Exercise data:
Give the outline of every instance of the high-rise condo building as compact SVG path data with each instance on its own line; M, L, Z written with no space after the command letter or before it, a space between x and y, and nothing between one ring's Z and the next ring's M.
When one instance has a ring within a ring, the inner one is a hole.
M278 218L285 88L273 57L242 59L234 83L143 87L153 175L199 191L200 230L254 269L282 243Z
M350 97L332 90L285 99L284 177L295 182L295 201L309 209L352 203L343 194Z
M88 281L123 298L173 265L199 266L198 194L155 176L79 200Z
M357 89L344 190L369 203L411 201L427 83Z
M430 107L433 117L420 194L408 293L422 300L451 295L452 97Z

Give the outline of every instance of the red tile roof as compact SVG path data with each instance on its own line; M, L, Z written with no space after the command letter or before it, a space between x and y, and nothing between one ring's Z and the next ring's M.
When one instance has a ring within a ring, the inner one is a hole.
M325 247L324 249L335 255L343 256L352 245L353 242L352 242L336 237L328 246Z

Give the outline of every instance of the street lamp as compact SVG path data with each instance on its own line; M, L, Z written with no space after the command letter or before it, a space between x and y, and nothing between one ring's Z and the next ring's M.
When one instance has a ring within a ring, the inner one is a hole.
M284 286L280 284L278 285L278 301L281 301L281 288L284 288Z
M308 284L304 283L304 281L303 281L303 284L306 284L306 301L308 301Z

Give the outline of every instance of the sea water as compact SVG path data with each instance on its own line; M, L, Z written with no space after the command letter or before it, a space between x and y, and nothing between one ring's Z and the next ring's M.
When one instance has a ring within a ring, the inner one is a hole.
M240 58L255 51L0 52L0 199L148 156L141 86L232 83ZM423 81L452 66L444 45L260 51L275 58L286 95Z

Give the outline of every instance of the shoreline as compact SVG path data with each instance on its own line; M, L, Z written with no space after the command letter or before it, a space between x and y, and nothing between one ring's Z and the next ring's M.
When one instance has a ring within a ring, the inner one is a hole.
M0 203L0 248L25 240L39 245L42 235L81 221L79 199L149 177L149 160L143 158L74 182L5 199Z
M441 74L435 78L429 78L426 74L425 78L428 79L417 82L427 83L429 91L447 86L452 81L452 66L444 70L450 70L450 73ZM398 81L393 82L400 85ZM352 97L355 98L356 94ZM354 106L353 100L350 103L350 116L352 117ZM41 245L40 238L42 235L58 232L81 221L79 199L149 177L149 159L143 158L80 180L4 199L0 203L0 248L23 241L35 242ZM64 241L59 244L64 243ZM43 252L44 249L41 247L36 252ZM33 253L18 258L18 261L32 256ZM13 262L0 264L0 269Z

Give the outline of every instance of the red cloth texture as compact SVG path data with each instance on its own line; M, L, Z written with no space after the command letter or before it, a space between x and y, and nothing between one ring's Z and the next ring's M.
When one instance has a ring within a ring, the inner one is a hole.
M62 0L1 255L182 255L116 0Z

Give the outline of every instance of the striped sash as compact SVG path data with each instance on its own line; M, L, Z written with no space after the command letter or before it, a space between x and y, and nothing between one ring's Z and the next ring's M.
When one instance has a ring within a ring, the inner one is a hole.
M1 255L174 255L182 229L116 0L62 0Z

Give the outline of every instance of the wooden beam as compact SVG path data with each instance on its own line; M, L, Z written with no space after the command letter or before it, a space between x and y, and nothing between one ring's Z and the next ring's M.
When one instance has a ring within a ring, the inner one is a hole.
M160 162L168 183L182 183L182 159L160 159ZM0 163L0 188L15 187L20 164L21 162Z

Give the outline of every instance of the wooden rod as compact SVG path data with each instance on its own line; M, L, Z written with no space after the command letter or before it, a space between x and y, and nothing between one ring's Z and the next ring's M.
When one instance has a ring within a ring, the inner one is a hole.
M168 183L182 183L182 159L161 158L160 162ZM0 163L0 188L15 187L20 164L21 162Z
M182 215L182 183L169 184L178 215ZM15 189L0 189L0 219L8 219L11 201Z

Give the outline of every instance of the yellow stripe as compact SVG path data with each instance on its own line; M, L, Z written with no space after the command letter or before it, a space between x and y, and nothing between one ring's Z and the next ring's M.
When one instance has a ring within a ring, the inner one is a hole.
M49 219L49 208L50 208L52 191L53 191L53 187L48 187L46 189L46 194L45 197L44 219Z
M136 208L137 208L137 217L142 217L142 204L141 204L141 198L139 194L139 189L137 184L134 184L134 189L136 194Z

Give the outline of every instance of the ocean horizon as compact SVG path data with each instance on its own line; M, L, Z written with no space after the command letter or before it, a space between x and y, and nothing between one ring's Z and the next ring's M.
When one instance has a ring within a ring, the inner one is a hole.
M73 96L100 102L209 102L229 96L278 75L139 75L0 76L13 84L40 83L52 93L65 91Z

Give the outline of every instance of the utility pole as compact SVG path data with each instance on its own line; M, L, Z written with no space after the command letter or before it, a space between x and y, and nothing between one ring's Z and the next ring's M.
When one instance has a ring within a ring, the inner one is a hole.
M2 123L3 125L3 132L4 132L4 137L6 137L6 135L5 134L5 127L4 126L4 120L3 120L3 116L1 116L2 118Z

Your task:
Quote every one of the records above verbatim.

Reply:
Give the outline of every instance of the high-rise condo building as compact SVG path data with each instance on its own line; M, L, Z written with no space after the command letter or before it, a space between x and y, and nothing between one ring's Z and the next ring's M.
When one instance has a ring within a ring, the inner one is a hole.
M278 218L285 88L273 57L242 59L234 83L143 87L153 175L199 191L200 230L254 269L282 243Z
M350 97L332 90L285 99L284 177L295 182L295 201L309 209L352 203L343 194Z
M88 281L123 298L173 265L199 266L198 194L155 176L79 200Z
M357 89L344 190L369 203L411 201L427 83Z
M430 107L433 117L420 194L408 293L422 300L451 295L452 97Z

Give the outline of every instance of the red tile roof as compact SVG path data with each instance on its own line; M, L, Z written with no space after the command letter or before it, a space between x and y, and nothing between one ring's Z and the next ring's M.
When one instance has a ring within a ring, the inner one is a hole.
M325 247L324 249L335 255L343 256L352 245L353 242L352 242L336 237L328 246Z

Give the outline of every instance of the street lamp as compact SVG path data with each instance on its own line; M, L, Z written with no space after the command letter or before it, a space between x and y, and nothing between one ring's Z and the next ring's M.
When one instance has a ring within a ring, the inner one is a hole.
M284 286L280 284L278 285L278 301L281 301L281 288L284 288Z
M308 284L304 283L304 281L303 281L303 284L306 284L306 301L308 301Z

Give the outline of every instance of the sea water as compact SVG path data with each instance on its own line; M, L, Z written with no space after the command letter or before it, a space between x and y, and nothing between one ring's Z and the next ring's M.
When one instance has a ring within a ring, the inner one is a hole.
M240 58L255 51L0 52L0 199L148 156L141 86L232 83ZM423 81L452 66L444 45L260 51L275 58L286 95Z

Give the outline of every instance of the shoreline as compact SVG path data with each instance on its own line; M, L, Z written with no space after the command letter or before it, a space between x and y, and nothing between one ring's Z and the next ring's M.
When one instance has a ring within a ring, the inner one is a hole.
M0 203L0 248L25 240L39 245L42 235L81 221L79 199L149 177L149 160L143 158L74 182L5 199Z
M441 74L435 78L429 78L426 74L425 78L428 79L417 82L427 83L429 91L447 86L452 81L452 66L444 70L450 70L450 73ZM398 81L393 82L400 85ZM352 97L355 98L356 94ZM354 106L353 100L350 103L350 116L352 117ZM41 245L40 238L42 235L58 232L81 221L79 199L149 177L149 159L143 158L80 180L4 199L0 203L0 248L23 241L35 242ZM64 241L59 244L64 243ZM43 252L44 249L41 247L36 252ZM33 253L18 258L18 261L32 256ZM13 262L0 264L0 269Z

Give the outline of every instance of the red cloth texture as compact SVG path data with each instance on its own line; M, L, Z written with no space after the command letter or before it, a space between x and y, and nothing between one ring's Z and the next ring's M.
When one instance has a ring within a ring, the inner one is a hole.
M62 0L1 255L182 255L116 0Z

Give the outline of every instance of the striped sash as compact SVG path data with each instance on its own line; M, L, Z written with no space after the command letter or before it, a space between x and y, and nothing between one ring's Z and the next ring's M.
When one instance has a ring within a ring, the inner one is a hole.
M1 255L174 255L182 229L116 0L62 0Z

Give the outline of every instance of the wooden beam as compact SVG path data with each instance on its own line; M, L, Z written with no space after the command letter or before it, a space between x and y, and nothing between one ring's Z and the next ring's M.
When one instance has a ring within a ring, the inner one is a hole.
M160 162L168 183L182 183L182 159L160 159ZM0 163L0 188L15 187L20 164L21 162Z

Give the outline of every instance of the wooden rod as compact SVG path data with each instance on its own line; M, L, Z written with no space after the command letter or before it, a space between x and y, and nothing between one ring's Z and the next ring's M.
When one instance has a ring within a ring, the inner one is a hole.
M168 183L182 183L182 159L161 158L160 162ZM0 163L0 188L15 187L20 164L21 162Z
M182 215L182 183L169 184L178 215ZM15 189L0 189L0 219L8 219L11 201Z

Give the outline of every instance of the yellow stripe as compact SVG path data with each instance on its own line; M, L, Z written with no space after the command letter or before it, a space between x and y, and nothing between one ring's Z and the next ring's M.
When one instance has a ring within a ring, the inner one is a hole.
M49 219L49 208L50 208L52 191L53 191L53 187L48 187L46 189L46 194L45 197L44 219Z
M136 208L137 208L137 217L142 217L142 204L141 204L141 198L139 194L139 189L137 184L134 184L134 189L136 194Z

Give the outline of every instance of the ocean horizon as compact SVG path data with each instance on its own line; M, L, Z written with no space after the command letter or before it, a space between x and y, and nothing between one ring's Z and the next ring's M.
When one instance has a ring within a ring, the inner one is a hole.
M73 96L100 102L209 102L229 96L278 75L139 75L0 76L13 84L40 83L52 93L65 91Z

Give the outline of every instance of the utility pole as compact SVG path data with each instance on its own line; M, L, Z written with no space after the command letter or before it, a space between x and y, and nothing between one ring's Z and the next ring's M.
When one instance has a ring within a ring, the inner one is a hole.
M2 123L3 125L3 132L4 132L4 137L6 137L6 135L5 134L5 127L4 126L4 120L3 120L3 116L1 116L2 118Z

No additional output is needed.